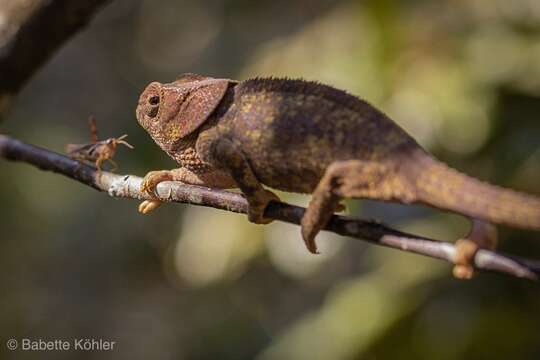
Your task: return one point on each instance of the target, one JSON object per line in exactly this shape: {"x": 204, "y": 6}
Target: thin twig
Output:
{"x": 128, "y": 186}
{"x": 31, "y": 32}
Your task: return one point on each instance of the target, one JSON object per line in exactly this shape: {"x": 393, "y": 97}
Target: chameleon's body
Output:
{"x": 305, "y": 137}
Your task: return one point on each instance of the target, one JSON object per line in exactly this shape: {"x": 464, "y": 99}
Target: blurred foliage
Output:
{"x": 463, "y": 77}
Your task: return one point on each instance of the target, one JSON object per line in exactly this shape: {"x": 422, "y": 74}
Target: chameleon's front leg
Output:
{"x": 223, "y": 153}
{"x": 151, "y": 180}
{"x": 212, "y": 178}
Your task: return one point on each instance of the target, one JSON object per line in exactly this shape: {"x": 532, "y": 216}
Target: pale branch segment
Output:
{"x": 128, "y": 186}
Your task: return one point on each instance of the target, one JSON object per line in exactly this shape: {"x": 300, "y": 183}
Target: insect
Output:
{"x": 97, "y": 152}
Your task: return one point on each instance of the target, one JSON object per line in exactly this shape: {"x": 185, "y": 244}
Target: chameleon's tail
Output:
{"x": 441, "y": 186}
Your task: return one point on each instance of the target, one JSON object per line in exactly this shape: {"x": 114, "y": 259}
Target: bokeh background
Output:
{"x": 463, "y": 77}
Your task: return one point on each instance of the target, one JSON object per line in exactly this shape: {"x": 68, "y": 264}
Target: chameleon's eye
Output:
{"x": 153, "y": 100}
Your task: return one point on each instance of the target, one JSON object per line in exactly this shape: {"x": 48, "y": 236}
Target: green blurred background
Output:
{"x": 463, "y": 77}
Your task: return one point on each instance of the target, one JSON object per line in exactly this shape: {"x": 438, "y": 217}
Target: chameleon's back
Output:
{"x": 291, "y": 130}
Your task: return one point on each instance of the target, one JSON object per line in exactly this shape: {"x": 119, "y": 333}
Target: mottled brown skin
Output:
{"x": 306, "y": 137}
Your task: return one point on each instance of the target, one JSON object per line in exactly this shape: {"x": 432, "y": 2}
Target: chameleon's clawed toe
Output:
{"x": 148, "y": 206}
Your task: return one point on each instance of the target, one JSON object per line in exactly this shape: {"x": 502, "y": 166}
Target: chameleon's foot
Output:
{"x": 465, "y": 251}
{"x": 482, "y": 235}
{"x": 315, "y": 218}
{"x": 258, "y": 205}
{"x": 153, "y": 178}
{"x": 148, "y": 206}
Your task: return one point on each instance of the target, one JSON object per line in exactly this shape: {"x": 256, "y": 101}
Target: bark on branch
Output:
{"x": 127, "y": 186}
{"x": 30, "y": 32}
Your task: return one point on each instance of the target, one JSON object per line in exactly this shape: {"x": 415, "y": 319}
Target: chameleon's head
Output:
{"x": 170, "y": 112}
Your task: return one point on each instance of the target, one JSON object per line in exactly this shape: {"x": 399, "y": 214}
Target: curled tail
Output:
{"x": 443, "y": 187}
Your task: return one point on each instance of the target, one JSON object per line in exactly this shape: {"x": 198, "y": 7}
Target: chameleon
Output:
{"x": 306, "y": 137}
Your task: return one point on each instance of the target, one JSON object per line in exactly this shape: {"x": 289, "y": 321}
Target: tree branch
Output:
{"x": 127, "y": 186}
{"x": 31, "y": 31}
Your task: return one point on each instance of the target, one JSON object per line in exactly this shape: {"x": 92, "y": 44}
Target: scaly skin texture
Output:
{"x": 306, "y": 137}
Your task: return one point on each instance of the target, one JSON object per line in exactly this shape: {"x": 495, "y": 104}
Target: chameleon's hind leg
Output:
{"x": 348, "y": 179}
{"x": 482, "y": 235}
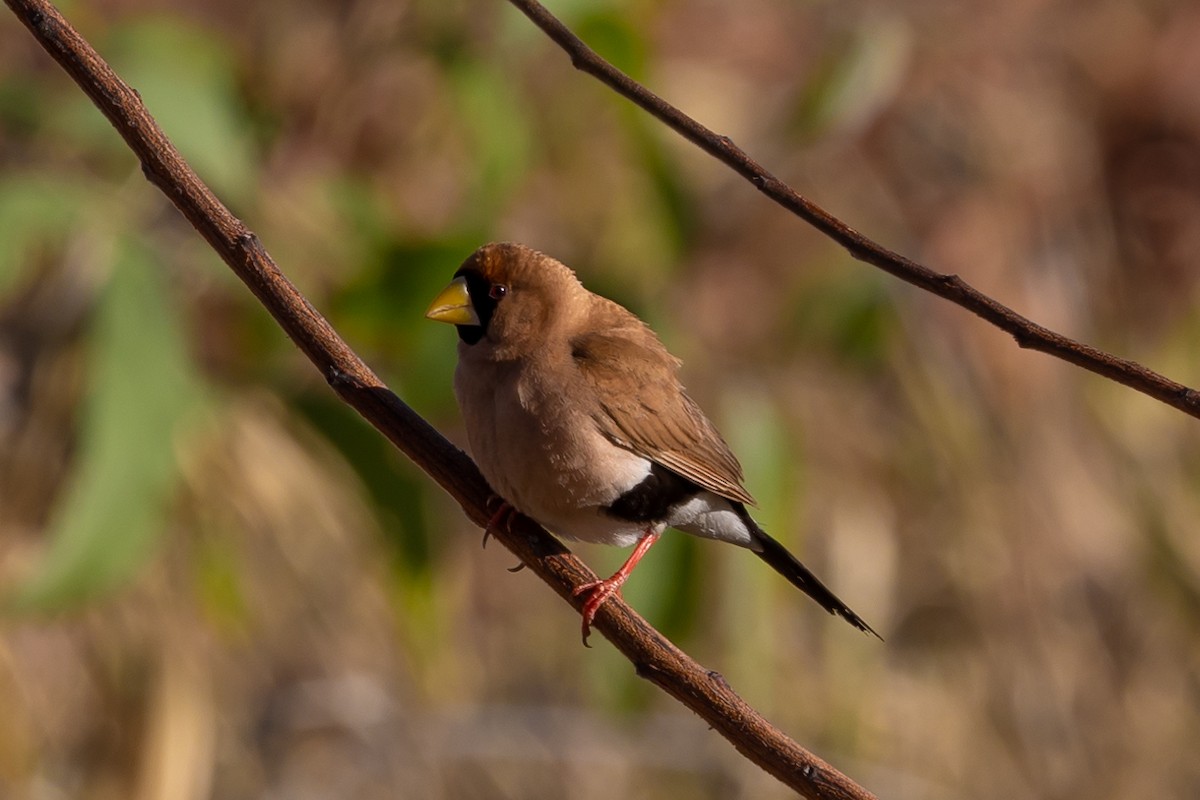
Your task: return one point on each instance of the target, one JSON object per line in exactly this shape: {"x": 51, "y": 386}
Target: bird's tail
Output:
{"x": 789, "y": 566}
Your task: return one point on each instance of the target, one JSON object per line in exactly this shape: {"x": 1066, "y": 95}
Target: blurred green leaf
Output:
{"x": 847, "y": 312}
{"x": 142, "y": 389}
{"x": 186, "y": 78}
{"x": 501, "y": 140}
{"x": 35, "y": 210}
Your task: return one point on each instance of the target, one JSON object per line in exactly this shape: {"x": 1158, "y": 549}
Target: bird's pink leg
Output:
{"x": 598, "y": 591}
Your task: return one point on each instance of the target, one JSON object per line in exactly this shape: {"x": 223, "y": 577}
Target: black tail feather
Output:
{"x": 789, "y": 566}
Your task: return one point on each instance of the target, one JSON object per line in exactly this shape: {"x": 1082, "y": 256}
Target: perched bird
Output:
{"x": 576, "y": 416}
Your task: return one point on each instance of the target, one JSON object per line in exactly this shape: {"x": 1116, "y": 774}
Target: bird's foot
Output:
{"x": 503, "y": 515}
{"x": 597, "y": 591}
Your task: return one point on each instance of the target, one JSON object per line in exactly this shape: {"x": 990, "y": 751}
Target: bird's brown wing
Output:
{"x": 642, "y": 407}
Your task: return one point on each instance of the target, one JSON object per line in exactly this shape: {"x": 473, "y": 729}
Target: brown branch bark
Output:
{"x": 653, "y": 656}
{"x": 1027, "y": 334}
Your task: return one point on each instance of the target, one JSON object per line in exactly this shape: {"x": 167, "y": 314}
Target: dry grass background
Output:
{"x": 317, "y": 621}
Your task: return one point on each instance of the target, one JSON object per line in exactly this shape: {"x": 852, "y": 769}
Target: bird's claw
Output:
{"x": 598, "y": 591}
{"x": 503, "y": 513}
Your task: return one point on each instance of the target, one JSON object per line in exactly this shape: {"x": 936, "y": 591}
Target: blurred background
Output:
{"x": 220, "y": 583}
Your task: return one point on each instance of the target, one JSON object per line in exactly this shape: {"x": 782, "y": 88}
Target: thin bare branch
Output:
{"x": 951, "y": 287}
{"x": 653, "y": 656}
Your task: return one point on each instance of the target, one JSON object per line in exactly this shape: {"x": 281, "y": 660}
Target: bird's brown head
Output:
{"x": 508, "y": 295}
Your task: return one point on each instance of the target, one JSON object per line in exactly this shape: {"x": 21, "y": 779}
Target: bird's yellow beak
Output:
{"x": 453, "y": 305}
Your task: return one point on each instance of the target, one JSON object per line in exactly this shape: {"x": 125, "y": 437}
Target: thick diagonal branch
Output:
{"x": 951, "y": 287}
{"x": 653, "y": 655}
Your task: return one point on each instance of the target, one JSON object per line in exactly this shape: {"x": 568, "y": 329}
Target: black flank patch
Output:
{"x": 653, "y": 498}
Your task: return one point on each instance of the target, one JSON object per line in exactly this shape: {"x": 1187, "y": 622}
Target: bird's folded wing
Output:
{"x": 642, "y": 407}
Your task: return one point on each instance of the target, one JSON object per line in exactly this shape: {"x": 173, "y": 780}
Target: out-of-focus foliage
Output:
{"x": 234, "y": 588}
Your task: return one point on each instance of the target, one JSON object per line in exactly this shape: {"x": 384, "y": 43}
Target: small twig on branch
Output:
{"x": 1027, "y": 334}
{"x": 653, "y": 656}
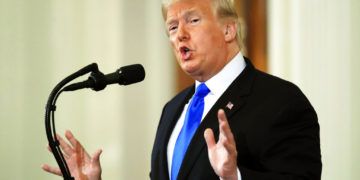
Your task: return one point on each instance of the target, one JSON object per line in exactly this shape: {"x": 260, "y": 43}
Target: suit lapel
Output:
{"x": 231, "y": 101}
{"x": 173, "y": 112}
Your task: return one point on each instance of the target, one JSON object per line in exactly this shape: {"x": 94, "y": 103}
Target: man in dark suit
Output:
{"x": 234, "y": 123}
{"x": 256, "y": 126}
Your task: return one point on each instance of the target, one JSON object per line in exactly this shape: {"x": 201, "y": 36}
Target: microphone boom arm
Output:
{"x": 50, "y": 124}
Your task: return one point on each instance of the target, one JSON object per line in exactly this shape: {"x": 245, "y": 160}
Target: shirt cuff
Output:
{"x": 238, "y": 173}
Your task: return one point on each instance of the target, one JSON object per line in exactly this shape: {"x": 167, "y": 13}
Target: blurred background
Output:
{"x": 315, "y": 44}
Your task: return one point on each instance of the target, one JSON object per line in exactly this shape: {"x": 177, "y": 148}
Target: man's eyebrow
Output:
{"x": 184, "y": 14}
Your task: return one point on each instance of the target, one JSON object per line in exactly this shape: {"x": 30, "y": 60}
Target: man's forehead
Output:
{"x": 186, "y": 8}
{"x": 181, "y": 13}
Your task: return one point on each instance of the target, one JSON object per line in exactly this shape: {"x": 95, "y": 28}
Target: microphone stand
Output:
{"x": 50, "y": 118}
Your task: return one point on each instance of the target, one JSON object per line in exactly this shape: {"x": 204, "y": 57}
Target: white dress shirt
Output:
{"x": 217, "y": 85}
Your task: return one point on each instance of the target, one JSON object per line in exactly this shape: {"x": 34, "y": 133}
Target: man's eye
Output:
{"x": 195, "y": 20}
{"x": 172, "y": 28}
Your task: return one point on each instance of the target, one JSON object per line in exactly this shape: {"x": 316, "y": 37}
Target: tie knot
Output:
{"x": 202, "y": 90}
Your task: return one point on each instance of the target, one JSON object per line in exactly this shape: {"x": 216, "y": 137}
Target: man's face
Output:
{"x": 197, "y": 38}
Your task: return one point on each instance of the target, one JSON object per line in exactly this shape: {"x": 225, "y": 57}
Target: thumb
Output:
{"x": 96, "y": 156}
{"x": 209, "y": 138}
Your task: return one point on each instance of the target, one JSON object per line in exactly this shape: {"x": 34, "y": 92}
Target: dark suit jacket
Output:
{"x": 274, "y": 125}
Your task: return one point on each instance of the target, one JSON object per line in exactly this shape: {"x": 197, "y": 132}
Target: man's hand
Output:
{"x": 223, "y": 154}
{"x": 81, "y": 165}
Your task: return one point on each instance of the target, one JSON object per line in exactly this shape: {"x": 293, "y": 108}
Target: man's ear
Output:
{"x": 230, "y": 29}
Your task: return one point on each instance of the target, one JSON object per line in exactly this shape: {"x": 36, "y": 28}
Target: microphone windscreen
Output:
{"x": 131, "y": 74}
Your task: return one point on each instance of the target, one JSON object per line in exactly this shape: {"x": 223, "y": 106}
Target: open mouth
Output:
{"x": 185, "y": 52}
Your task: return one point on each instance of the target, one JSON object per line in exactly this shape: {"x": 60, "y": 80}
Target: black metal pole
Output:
{"x": 50, "y": 120}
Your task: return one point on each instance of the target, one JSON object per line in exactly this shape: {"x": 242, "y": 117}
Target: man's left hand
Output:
{"x": 223, "y": 154}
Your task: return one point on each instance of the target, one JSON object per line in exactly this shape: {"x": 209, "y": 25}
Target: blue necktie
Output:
{"x": 191, "y": 123}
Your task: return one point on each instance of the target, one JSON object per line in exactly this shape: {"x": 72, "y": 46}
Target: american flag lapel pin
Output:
{"x": 230, "y": 105}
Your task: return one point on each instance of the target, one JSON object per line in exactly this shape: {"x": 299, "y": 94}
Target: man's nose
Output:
{"x": 182, "y": 33}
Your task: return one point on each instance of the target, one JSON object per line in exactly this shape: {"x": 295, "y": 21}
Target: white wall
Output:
{"x": 43, "y": 41}
{"x": 315, "y": 44}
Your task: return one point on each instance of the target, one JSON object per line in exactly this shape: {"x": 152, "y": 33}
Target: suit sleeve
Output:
{"x": 291, "y": 146}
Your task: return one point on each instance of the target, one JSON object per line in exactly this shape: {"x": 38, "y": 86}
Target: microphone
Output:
{"x": 123, "y": 76}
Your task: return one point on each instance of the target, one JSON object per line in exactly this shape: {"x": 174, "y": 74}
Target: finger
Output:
{"x": 209, "y": 138}
{"x": 96, "y": 157}
{"x": 76, "y": 144}
{"x": 52, "y": 170}
{"x": 224, "y": 126}
{"x": 66, "y": 148}
{"x": 48, "y": 148}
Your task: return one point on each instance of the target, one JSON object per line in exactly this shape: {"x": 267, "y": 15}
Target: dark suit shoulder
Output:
{"x": 272, "y": 87}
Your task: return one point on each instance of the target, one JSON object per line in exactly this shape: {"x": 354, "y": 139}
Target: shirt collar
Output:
{"x": 222, "y": 80}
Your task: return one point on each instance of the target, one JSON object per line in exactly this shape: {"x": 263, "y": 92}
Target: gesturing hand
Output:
{"x": 81, "y": 165}
{"x": 223, "y": 154}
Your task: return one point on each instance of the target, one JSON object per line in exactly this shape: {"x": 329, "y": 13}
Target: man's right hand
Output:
{"x": 82, "y": 166}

# WHAT IS BEING ASKED
Report every line above that contains the word "twig".

# EXERCISE RESULT
Target: thin twig
Target: small twig on branch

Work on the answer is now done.